Records for this task:
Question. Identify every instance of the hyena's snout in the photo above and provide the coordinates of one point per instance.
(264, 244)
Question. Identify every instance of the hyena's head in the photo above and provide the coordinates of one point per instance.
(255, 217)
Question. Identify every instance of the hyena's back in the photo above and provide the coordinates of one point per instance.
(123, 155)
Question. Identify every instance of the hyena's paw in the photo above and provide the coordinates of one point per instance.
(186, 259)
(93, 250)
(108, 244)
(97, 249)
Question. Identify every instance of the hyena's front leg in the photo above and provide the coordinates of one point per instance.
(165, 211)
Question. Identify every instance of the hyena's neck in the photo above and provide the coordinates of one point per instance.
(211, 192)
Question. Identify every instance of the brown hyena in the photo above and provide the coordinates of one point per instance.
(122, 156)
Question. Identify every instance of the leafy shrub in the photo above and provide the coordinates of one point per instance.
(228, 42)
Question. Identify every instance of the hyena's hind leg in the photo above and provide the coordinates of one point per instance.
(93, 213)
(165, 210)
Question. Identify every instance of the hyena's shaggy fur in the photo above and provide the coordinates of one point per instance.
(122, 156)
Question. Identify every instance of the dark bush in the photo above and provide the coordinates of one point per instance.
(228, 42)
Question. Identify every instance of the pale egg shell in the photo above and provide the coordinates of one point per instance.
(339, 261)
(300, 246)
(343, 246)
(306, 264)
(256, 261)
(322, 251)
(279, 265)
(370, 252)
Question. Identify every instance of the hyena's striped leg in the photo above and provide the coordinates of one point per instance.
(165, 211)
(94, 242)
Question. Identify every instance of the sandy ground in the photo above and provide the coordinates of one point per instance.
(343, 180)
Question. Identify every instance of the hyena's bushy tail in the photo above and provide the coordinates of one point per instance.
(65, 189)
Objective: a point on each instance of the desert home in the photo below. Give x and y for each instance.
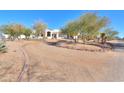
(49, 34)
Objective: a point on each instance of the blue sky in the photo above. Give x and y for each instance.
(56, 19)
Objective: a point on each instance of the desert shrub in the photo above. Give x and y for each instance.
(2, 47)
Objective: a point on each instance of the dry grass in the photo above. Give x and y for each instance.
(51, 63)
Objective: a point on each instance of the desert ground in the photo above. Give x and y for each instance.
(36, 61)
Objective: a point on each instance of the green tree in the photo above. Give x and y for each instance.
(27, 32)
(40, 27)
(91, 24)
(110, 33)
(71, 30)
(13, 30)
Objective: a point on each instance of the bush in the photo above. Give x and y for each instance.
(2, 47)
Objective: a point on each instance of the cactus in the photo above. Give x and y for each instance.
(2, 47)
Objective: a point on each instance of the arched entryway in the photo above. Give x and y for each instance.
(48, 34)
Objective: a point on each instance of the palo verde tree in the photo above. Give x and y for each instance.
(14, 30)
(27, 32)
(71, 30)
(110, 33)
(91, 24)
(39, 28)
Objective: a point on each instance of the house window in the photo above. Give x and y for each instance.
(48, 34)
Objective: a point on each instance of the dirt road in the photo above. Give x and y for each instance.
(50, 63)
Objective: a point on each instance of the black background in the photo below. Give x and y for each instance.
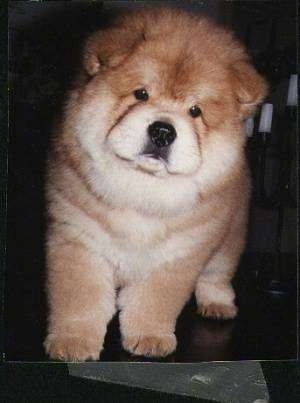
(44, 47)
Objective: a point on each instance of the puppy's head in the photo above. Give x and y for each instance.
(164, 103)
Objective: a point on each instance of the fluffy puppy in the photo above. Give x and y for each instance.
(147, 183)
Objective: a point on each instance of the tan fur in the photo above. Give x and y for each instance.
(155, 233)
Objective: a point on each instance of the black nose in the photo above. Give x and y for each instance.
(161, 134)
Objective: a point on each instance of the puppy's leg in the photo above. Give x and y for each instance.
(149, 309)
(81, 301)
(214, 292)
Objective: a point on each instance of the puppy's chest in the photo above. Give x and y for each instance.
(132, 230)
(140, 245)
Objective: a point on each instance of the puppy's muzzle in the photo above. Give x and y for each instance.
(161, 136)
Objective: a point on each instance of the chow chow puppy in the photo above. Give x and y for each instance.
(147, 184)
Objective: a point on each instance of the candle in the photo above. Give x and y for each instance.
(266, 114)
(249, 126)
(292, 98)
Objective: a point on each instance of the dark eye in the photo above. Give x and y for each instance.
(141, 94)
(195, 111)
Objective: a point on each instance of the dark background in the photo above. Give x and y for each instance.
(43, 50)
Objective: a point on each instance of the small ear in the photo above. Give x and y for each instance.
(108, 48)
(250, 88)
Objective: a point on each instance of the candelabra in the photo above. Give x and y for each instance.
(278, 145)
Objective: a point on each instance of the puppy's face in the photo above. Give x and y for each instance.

* * *

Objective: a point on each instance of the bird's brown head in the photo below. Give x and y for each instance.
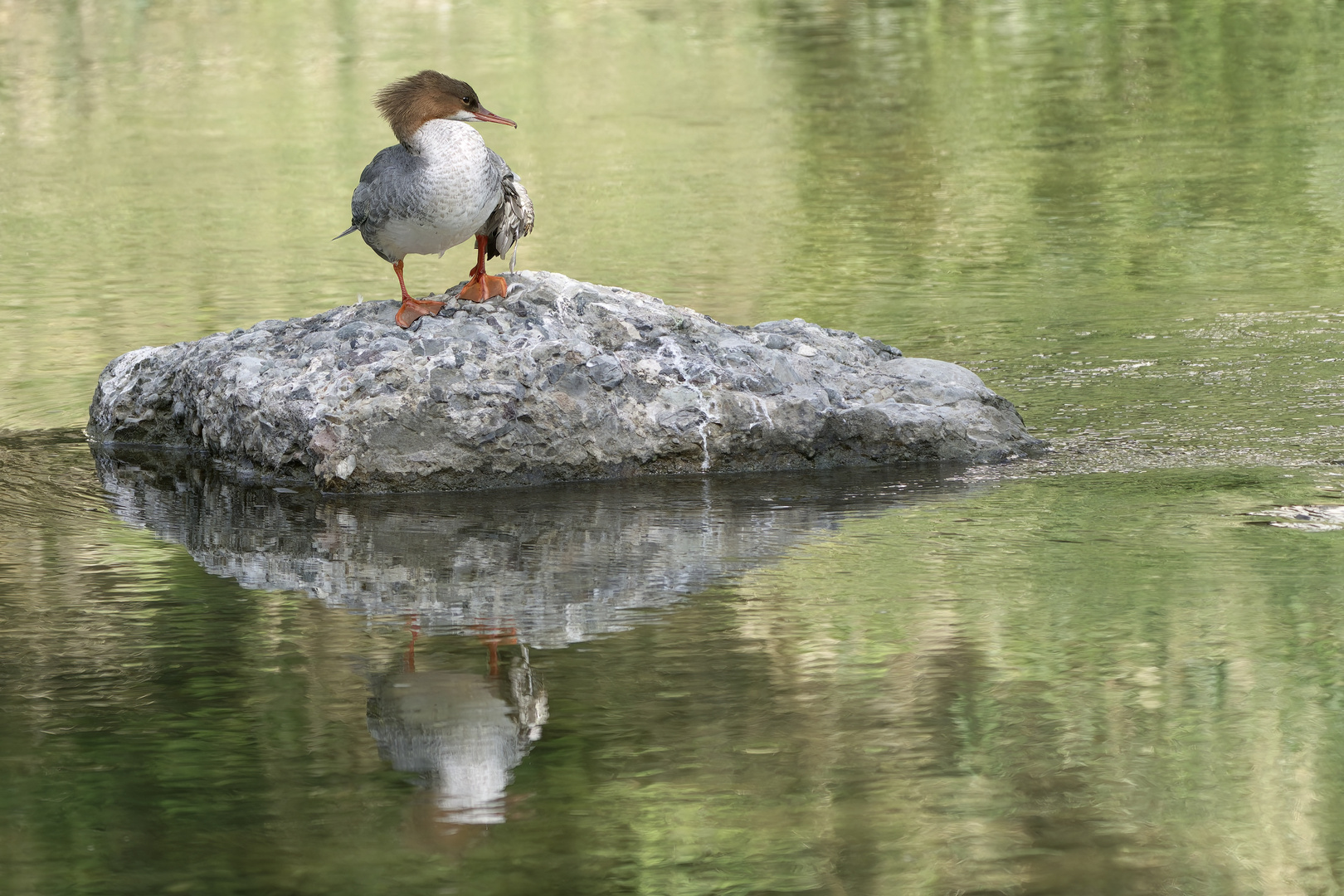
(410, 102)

Task details:
Above are the records; from them, give again exactly the lines from the one containing "Objective: a point on each instance of the chow" to the one containing "Objective: a point on each instance of the puppy's face", both lines included, and nothing more.

Task output:
Objective: a point on each instance of the chow chow puppy in the photo above. Give x and y for each instance.
(147, 184)
Objective: a point on each instance of the candle in the photo above. Give x and y for each instance.
(266, 114)
(249, 126)
(292, 98)
Objective: a point on each instance of the dark eye in the photo above. Give x and y for each instance.
(141, 94)
(195, 111)
Objective: a point on each instance of the dark background in the photo above. Give x and y for each instance.
(43, 50)
Objective: a point on each instance of the small ear in the photo above. Give x and y for each instance.
(108, 48)
(250, 88)
Objective: a point on each instance of the candelabra in the photo above. Give x and y for each instance.
(278, 145)
Objective: a point on each instance of the puppy's face in the photo above. Give x and y for each instance.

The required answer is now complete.